(DOCUMENT SEGMENT begins)
Don’t You Know What Muscles Does Cycling Work?

Jun 22, 2021 | Sports

Written by Matthew Sciacca, BExSS (Hons.)
what muscles does cycling work

Cycling is becoming an increasingly common mode of transport in many of the busier cities of the world, so much so that many cities are implementing policies to promote cycling as a mode of transport

Some of the perks include the ability to avoid peak hour traffic jams, not having to fight for a parking spot and getting some exercise while making your way to your destination.  Cycling is also a common form of exercise on its own. In this article, we will discuss why cycling is such a valued form of exercise and what muscles does cycling work. Do stay with us.


what muscles are targeted in cycling

Cycling involves a sequence of movements at the hip, knee and ankle to create the pedalling motion that powers the bike.  While the muscles in our upper body work to hold the handlebars and keep the body supported, and our core helps maintain our posture, it is the muscles of the lower body that are doing the functional work.

When looking at the muscles involved, we are going to break the cycling movement into upward and downward phases.  In the downward phase, we are pushing down on the pedal moving from a bent leg position to a straight leg position.  In the upward phase, we are using the momentum of the pedal to bring our knee up towards our body, into a bent leg position.  The setup of a bike, such as the height of the saddle, can affect how much each muscle group contributes to the movements, however each muscle group still plays a part.  Let us dive deep into what muscles does cycling work.

The Quadriceps

The quadriceps is not one muscle, but a group of four muscles (quad = four) which make up the front of the upper leg.  On the outer edge of the upper thigh, we have the vastus lateralis muscle, and running down the inner thigh we have the vastus medialis. Down the middle of the thigh, we have the deeper lying vastus intermedius, and sitting on top of this we have the rectus femoris.

All four muscles of the quadriceps attach to various points on the pelvis, meaning that at the hip joint they help facilitate flexion. 

In cycling, flexion of the hip occurs during the upward phase of the movement, as the knee comes up towards our body and reduces the angle at the hip joint.  This is a low power movement as the upward force is generated by the downward force placed on the opposite pedal.

At the other end, the quadriceps come together to attach to the patella (kneecap).  This means that the muscles also facilitate movement at the knee joint, this time being extension of the knee joint.  Extension of the knee joint involves straightening out the leg, and occurs in the downward phase of the pedalling sequence.  In cycling, this is a higher power movement, with force being required to drive the pedal down and create movement of the bike.
(DOCUMENT SEGMENT ends)
(LISTED ENTRIES begins)
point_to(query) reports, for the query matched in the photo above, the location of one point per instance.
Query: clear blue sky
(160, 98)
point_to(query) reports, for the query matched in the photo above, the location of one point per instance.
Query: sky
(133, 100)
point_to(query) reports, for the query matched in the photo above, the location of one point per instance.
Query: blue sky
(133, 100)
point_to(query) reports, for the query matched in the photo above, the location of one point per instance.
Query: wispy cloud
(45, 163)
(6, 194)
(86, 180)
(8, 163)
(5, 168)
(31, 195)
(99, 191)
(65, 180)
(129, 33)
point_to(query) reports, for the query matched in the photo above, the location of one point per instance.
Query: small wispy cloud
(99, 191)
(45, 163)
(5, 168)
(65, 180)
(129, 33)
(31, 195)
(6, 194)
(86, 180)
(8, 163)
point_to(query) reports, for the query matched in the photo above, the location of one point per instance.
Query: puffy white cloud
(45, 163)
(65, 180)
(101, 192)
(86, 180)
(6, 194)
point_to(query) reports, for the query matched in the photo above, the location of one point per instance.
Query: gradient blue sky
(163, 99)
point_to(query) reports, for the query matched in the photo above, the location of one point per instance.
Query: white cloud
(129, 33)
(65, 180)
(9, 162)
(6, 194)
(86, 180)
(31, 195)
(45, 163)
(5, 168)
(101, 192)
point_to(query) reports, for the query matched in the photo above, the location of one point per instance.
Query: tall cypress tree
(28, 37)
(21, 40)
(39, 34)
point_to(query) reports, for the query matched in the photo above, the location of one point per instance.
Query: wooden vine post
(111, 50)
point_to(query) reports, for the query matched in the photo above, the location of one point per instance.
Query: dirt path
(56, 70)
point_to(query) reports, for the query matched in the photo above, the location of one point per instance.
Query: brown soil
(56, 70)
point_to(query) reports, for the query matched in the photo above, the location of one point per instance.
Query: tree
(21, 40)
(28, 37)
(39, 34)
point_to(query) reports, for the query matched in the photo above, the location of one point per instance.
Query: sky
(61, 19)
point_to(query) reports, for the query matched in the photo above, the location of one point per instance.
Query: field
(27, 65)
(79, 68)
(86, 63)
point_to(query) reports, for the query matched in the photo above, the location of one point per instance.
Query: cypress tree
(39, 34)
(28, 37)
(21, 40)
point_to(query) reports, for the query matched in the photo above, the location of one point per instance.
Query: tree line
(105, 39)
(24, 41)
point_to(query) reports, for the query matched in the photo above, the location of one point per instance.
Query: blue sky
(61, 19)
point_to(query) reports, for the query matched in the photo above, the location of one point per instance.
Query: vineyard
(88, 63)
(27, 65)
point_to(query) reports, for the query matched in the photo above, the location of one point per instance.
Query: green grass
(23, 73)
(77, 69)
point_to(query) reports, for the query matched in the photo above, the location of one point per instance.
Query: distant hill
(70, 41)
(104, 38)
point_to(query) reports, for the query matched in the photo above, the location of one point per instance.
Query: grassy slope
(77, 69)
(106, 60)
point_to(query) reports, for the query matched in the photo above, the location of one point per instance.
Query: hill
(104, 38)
(LISTED ENTRIES ends)
LIST OF TASKS:
a) In the article on the muscles cycling works, which quadriceps muscle runs down the inner thigh?
b) Extend the article on the muscles cycling works, picking up after its last sentence.

TASK ANSWERS:
a) The vastus medialis.

b)
As you can see, when cycling, the quadriceps are working during all phases of the movement, facilitating movement at the hip on one side and the knee on the other side at the same time.

The Hamstrings

Similar to the quadriceps, the hamstrings are not just one muscle.  The hamstrings are composed of three muscles located on the back of the leg.  Each muscle originates on the pelvis and attaches to the lower leg.  Medially (towards the middle inner thigh) are the semimembranosus and semitendinosus. 

 The semimembranosus lies deeper and consists of a larger muscle belly, while the semitendinosus sits on top, with a smaller muscle belly and long tendon. Both muscles attach to the tibia on the inner part of the back of the lower leg. 

Laterally (towards the outer edge) we have the bicep femoris muscle, which is a muscle with two heads that originate on the pelvis and femur, and merge to form one muscle belly attaching to the fibula on the outside of the lower leg.

As with the quadriceps, because the hamstrings cross both the hip and knee joints they facilitate movements at both joints.  The movements facilitated by the hamstrings are the opposite of the quadriceps, with extension of the hip and flexion of the knee facilitated.

In cycling, this means that the hamstrings are working at the hip during the downward phase of movement, extending the hip in conjunction with the quadriceps producing extension of the knee.  At the knee, the hamstrings work to provide flexion in the upward phase of the movement, working in conjunction with the quadriceps producing flexion at the hip.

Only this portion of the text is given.